[Pointing records]

● ● ● ● ● ● ●

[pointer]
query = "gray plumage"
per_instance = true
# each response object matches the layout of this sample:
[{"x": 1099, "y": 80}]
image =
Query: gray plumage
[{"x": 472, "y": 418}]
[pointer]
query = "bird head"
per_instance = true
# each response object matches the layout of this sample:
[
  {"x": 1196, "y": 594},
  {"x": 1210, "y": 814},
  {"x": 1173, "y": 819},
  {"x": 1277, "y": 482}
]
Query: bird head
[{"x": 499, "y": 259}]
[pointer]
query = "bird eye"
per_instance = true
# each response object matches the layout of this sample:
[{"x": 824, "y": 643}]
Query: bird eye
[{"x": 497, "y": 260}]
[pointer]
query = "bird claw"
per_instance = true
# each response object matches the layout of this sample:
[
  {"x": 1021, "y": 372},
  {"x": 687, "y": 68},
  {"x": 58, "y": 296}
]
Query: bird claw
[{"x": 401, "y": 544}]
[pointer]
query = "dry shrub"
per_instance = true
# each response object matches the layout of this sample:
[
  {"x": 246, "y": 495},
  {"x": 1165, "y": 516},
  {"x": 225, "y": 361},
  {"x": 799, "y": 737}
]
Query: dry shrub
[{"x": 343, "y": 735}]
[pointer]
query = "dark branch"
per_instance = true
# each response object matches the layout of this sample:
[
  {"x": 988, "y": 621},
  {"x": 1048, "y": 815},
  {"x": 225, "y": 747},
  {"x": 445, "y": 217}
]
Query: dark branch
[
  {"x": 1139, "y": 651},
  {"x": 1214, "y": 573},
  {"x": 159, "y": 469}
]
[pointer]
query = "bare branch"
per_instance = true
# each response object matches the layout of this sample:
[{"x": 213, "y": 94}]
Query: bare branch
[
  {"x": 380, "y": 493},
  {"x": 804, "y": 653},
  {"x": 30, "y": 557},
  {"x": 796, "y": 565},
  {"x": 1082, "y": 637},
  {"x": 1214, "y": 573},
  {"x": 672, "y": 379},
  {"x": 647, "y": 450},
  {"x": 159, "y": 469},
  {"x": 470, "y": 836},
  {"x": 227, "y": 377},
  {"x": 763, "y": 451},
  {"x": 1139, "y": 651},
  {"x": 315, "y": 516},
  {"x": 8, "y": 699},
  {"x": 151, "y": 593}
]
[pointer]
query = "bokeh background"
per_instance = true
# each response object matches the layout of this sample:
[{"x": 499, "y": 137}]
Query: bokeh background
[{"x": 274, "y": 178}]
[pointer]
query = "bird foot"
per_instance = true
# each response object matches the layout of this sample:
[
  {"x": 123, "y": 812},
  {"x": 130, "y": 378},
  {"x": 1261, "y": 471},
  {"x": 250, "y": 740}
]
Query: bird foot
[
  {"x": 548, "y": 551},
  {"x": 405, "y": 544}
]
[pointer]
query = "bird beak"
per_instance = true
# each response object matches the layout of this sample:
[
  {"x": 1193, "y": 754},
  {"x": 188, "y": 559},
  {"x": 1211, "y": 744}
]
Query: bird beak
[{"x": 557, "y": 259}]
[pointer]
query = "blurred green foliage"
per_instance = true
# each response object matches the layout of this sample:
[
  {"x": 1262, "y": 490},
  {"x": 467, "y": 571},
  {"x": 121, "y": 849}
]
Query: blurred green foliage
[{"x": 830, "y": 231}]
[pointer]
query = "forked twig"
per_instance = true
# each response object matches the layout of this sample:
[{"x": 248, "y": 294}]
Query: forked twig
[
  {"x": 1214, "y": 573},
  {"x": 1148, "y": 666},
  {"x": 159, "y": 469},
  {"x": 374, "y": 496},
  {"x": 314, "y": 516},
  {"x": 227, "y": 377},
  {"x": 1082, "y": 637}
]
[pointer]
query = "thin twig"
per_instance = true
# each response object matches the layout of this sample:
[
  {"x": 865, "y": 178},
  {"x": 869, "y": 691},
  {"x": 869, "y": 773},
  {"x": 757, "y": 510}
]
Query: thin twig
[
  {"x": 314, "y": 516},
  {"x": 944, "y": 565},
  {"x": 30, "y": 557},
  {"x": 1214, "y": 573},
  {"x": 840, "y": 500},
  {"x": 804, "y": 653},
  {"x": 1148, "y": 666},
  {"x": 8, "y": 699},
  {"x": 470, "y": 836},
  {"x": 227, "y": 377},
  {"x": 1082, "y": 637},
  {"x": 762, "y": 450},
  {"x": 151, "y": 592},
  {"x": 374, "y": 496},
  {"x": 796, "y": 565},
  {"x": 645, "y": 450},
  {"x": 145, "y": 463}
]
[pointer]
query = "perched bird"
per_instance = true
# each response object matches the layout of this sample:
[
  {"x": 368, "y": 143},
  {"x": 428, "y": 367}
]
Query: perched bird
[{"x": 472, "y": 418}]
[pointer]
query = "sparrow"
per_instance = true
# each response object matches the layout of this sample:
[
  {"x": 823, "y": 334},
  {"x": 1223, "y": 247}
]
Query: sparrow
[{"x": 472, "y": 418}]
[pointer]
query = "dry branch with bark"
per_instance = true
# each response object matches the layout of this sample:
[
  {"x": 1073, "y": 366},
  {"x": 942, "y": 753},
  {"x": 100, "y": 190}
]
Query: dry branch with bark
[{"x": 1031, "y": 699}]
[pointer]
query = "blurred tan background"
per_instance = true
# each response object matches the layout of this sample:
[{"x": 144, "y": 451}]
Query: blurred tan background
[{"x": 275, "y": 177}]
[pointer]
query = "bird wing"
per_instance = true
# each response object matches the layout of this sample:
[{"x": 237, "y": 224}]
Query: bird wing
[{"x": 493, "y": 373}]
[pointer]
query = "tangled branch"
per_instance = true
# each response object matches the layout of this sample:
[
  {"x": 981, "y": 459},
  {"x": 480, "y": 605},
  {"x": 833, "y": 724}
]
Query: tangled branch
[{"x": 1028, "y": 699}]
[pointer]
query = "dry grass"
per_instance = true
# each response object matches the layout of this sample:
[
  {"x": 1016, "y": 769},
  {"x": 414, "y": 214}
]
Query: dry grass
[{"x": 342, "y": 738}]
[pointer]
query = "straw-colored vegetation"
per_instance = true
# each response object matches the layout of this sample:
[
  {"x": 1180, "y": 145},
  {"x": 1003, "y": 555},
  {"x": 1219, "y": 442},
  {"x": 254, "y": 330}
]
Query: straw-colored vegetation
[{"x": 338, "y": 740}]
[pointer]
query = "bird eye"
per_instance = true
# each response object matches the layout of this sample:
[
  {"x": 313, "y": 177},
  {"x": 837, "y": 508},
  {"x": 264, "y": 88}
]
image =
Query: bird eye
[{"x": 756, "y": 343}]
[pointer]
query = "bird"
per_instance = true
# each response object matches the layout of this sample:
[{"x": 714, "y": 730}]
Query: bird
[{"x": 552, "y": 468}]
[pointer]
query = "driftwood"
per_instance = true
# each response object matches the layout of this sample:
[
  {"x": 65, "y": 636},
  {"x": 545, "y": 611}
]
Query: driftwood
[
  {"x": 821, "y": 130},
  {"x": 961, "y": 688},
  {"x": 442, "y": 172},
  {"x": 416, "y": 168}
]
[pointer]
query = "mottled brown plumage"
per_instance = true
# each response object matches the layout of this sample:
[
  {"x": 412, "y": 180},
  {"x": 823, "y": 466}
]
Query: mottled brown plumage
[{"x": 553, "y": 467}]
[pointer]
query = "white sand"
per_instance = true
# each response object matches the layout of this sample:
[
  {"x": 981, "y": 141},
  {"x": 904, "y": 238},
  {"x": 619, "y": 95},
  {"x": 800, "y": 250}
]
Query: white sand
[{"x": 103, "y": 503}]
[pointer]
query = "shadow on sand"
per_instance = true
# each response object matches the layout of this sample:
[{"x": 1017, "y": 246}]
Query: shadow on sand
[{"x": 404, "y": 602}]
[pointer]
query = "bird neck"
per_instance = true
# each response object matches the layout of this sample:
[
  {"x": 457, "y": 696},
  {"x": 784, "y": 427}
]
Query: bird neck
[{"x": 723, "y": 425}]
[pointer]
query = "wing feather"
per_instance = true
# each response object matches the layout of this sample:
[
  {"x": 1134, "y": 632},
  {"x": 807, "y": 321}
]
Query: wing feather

● ● ● ● ● ● ●

**TASK GOAL:**
Count the lines of the items above that contain the string "background", treating uppercase and lowercase as different. Reply with the number alone.

**CORRECT OUTPUT:**
4